Welcome to Doom9's Forum, THE in-place to be for everyone interested in DVD conversion.

Before you start posting please read the forum rules. By posting to this forum you agree to abide by the rules.

 

Go Back   Doom9's Forum > Capturing and Editing Video > VapourSynth

Reply
 
Thread Tools Search this Thread Display Modes
Old 1st November 2014, 01:45   #1  |  Link
Stephen R. Savage
Registered User
 
Stephen R. Savage's Avatar
 
Join Date: Nov 2009
Posts: 327
Scaling, colorspace conversion, and dithering library

Some folks have expressed interest in having a program library to perform the common tasks of manipulating resolution, colorspace, and depth. The "z" library (name subject to change) provides a simple interface to perform those tasks. An open source Vapoursynth plugin is provided, demonstrating the usage of the API.

Code:
NAME:
    z - z.lib for VapourSynth

SYNOPSIS:
    z.Format(clip clip,
             int "width",
             int "height",
             int "format",
             enum "matrix",
             enum "transfer",
             enum "primaries",
             enum "range",
             enum "chromaloc",
             enum "matrix_in",
             enum "transfer_in",
             enum "primaries_in",
             enum "range_in",
             enum "chromaloc_in",
             string "resample_filter",
             float "filter_param_a",
             float "filter_param_b",
             string "resample_filter_uv",
             float "filter_param_a_uv",
             float "filter_param_b_uv",
             string "dither_type")

    z.Subresize(clip clip,
                int width,
                int height,
                float "shift_w",
                float "shift_h",
                float "subwidth",
                float "subheight",
                string "resample_filter",
                float "filter_param_a",
                float "filter_param_b",
                string "dither_type")

DESCRIPTION:
    z.Format is a drop-in replacement for the built-in VapourSynth resize
    functions. It converts a clip of known or unknown format to another clip
    of known or unknown format, changing only the parameters specified by the
    user. z.Subresize provides advanced resampling capabilities intended for
    use by script writers.

    Arguments denoted as type "enum" may be specified by numerical index
    (see ITU-T H.265 Annex E.3) or by name. Enums specified by name have their
    argument name suffixed with "_s".

    clip:                   input clip
        The input may be of COMPAT color family (requires VS R28).

    width,
    height:                 output image dimensions

    format:                 output format preset id
        The output may be of COMPAT color family (requires VS R28).

    matrix,
    transfer,
    primaries:              output colorspace specification
        If not provided, the corresponding attribute from the input clip will
        be selected, except for YCoCg and RGB color families, where the
        corresponding matrix is set by default.

    range:                  output pixel range
        For integer formats, this allows selection of the legal code values.
        Even when set, out of range values (BTB/WTW) may be generated. If the
        input format is of a different color family, the default range is
        studio/limited for YUV and full-range for RGB.

## INFORMATION SUPPLIED
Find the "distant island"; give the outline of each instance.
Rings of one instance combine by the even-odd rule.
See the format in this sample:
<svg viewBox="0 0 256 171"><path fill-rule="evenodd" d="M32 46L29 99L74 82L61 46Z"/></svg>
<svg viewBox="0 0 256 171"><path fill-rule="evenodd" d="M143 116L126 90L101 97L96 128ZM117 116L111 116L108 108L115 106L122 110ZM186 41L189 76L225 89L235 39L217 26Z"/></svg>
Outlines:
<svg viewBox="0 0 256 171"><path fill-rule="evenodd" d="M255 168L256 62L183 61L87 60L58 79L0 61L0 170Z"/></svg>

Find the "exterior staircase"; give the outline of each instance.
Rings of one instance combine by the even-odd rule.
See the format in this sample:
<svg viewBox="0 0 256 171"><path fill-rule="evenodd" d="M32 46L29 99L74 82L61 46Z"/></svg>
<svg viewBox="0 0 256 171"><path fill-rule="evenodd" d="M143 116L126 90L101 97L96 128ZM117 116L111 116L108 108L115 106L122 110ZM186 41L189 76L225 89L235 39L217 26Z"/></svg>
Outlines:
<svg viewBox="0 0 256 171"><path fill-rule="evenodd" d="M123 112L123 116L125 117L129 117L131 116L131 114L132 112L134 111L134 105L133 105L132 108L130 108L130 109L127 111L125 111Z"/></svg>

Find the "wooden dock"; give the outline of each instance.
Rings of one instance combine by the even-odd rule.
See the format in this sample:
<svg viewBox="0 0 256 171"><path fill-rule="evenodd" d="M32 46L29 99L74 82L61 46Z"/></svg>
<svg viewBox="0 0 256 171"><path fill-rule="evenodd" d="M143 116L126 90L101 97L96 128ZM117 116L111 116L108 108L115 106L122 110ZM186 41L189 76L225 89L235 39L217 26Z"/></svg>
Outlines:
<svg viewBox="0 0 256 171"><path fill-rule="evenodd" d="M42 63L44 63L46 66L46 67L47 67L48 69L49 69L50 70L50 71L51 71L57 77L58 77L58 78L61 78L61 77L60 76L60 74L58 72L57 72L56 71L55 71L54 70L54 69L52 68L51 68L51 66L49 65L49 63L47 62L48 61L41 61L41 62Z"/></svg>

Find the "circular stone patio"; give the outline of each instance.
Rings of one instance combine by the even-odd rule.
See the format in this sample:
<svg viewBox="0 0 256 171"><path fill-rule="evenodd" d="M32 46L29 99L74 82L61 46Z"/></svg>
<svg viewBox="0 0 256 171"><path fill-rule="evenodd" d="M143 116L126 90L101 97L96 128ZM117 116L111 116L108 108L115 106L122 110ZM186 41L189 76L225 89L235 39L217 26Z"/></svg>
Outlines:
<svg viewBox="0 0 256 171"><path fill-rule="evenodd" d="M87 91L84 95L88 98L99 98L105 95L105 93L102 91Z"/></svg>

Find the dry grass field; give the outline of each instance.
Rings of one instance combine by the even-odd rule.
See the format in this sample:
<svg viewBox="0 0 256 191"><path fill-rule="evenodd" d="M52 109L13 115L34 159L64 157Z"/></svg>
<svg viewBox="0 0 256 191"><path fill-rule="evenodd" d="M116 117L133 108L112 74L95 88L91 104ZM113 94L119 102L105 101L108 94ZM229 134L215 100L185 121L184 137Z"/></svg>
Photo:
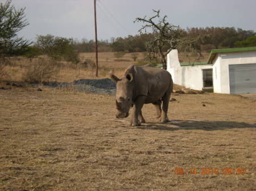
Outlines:
<svg viewBox="0 0 256 191"><path fill-rule="evenodd" d="M114 96L42 88L0 90L1 190L256 190L255 99L176 94L130 127Z"/></svg>
<svg viewBox="0 0 256 191"><path fill-rule="evenodd" d="M54 81L61 82L72 82L75 80L80 79L99 79L108 78L109 71L112 70L117 76L121 76L124 70L129 66L135 64L138 61L141 61L145 57L145 53L138 53L138 58L134 61L132 58L133 53L126 53L122 58L117 59L114 56L114 52L100 52L98 54L99 71L98 77L95 76L95 70L90 68L85 68L77 66L67 62L61 62L57 69L57 71L54 73L51 78L45 79L47 81ZM209 53L203 53L203 58L201 61L205 61L209 57ZM44 60L41 61L40 64L44 65L49 61L45 57ZM190 57L192 61L195 61L195 56ZM80 54L81 62L83 62L86 59L95 61L94 53L84 53ZM186 54L183 53L179 54L179 59L182 62L188 62ZM36 64L39 62L38 58L34 58L32 62L26 58L16 57L10 60L11 64L5 68L7 75L5 76L3 79L6 80L22 81L23 77L27 73L31 66ZM50 61L51 62L51 61ZM0 71L0 79L1 78Z"/></svg>

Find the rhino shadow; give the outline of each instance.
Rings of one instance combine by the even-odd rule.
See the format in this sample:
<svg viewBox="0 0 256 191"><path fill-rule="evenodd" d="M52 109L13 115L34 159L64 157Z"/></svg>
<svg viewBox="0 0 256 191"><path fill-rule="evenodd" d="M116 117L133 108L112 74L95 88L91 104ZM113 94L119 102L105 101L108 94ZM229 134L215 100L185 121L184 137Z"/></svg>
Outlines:
<svg viewBox="0 0 256 191"><path fill-rule="evenodd" d="M147 122L137 128L141 129L175 131L181 129L203 129L213 131L232 128L256 128L256 124L247 124L236 121L204 121L172 120L168 123Z"/></svg>

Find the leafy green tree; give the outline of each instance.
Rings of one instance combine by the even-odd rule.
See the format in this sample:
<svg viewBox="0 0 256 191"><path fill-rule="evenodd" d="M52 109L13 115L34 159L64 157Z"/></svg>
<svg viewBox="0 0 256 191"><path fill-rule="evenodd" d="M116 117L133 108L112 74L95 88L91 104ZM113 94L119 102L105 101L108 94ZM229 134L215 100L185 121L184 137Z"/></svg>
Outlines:
<svg viewBox="0 0 256 191"><path fill-rule="evenodd" d="M18 56L26 52L31 44L28 40L18 36L18 32L28 25L25 18L24 10L16 10L11 5L11 0L0 3L0 58Z"/></svg>
<svg viewBox="0 0 256 191"><path fill-rule="evenodd" d="M247 37L245 40L239 41L235 43L236 47L256 46L256 36Z"/></svg>
<svg viewBox="0 0 256 191"><path fill-rule="evenodd" d="M43 54L55 60L65 60L77 63L79 54L72 39L55 37L51 35L38 36L36 46Z"/></svg>

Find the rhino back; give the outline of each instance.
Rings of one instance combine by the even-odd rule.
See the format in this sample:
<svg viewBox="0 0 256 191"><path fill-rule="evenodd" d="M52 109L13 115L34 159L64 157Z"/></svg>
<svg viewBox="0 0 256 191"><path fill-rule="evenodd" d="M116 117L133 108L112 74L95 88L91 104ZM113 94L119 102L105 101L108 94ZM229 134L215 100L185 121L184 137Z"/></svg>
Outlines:
<svg viewBox="0 0 256 191"><path fill-rule="evenodd" d="M127 71L135 77L136 96L147 96L147 103L158 101L172 86L171 75L166 70L149 65L130 69Z"/></svg>

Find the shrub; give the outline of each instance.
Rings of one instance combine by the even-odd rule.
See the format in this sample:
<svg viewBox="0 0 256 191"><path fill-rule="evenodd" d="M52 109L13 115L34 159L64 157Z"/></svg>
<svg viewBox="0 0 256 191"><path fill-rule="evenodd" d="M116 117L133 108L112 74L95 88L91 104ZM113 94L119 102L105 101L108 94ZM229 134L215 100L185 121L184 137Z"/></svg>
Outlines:
<svg viewBox="0 0 256 191"><path fill-rule="evenodd" d="M136 60L138 58L138 53L133 53L131 54L131 58L133 58L134 61L136 61Z"/></svg>
<svg viewBox="0 0 256 191"><path fill-rule="evenodd" d="M114 54L114 56L117 58L122 58L123 56L125 56L125 52L115 52L115 53Z"/></svg>
<svg viewBox="0 0 256 191"><path fill-rule="evenodd" d="M154 66L157 66L158 63L160 63L160 62L151 62L146 60L140 60L137 62L135 65L137 66L144 66L147 64L151 64L151 65Z"/></svg>
<svg viewBox="0 0 256 191"><path fill-rule="evenodd" d="M96 67L94 61L92 59L85 59L85 61L81 63L83 67L94 69Z"/></svg>
<svg viewBox="0 0 256 191"><path fill-rule="evenodd" d="M31 65L23 74L23 80L28 83L42 83L50 81L59 71L57 61L40 58Z"/></svg>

## PROBLEMS TO WORK ON
[1] Reproduce the passage of the post about the scaling and colorspace library from "Arguments denoted as" up to and including "output may be of COMPAT color family (requires VS R28).".
[2] In the rows, convert the lines from the line containing "Find the leafy" up to and including the line containing "54L55 60L65 60L77" into a JSON list of strings, one string per line, with blank lines left out.

## SOLUTION SET
[1]
Arguments denoted as type "enum" may be specified by numerical index
    (see ITU-T H.265 Annex E.3) or by name. Enums specified by name have their
    argument name suffixed with "_s".

    clip:                   input clip
        The input may be of COMPAT color family (requires VS R28).

    width,
    height:                 output image dimensions

    format:                 output format preset id
        The output may be of COMPAT color family (requires VS R28).

[2]
[
  "Find the leafy green tree; give the outline of each instance.",
  "Rings of one instance combine by the even-odd rule.",
  "See the format in this sample:",
  "<svg viewBox=\"0 0 256 191\"><path fill-rule=\"evenodd\" d=\"M52 109L13 115L34 159L64 157Z\"/></svg>",
  "<svg viewBox=\"0 0 256 191\"><path fill-rule=\"evenodd\" d=\"M116 117L133 108L112 74L95 88L91 104ZM113 94L119 102L105 101L108 94ZM229 134L215 100L185 121L184 137Z\"/></svg>",
  "Outlines:",
  "<svg viewBox=\"0 0 256 191\"><path fill-rule=\"evenodd\" d=\"M18 56L26 52L31 44L28 40L18 36L18 32L28 25L25 18L24 10L16 10L11 5L11 0L0 3L0 58Z\"/></svg>",
  "<svg viewBox=\"0 0 256 191\"><path fill-rule=\"evenodd\" d=\"M247 37L245 40L239 41L235 43L236 47L256 46L256 36Z\"/></svg>",
  "<svg viewBox=\"0 0 256 191\"><path fill-rule=\"evenodd\" d=\"M43 54L55 60L65 60L77 63L79 54L72 39L55 37L51 35L38 36L36 46Z\"/></svg>"
]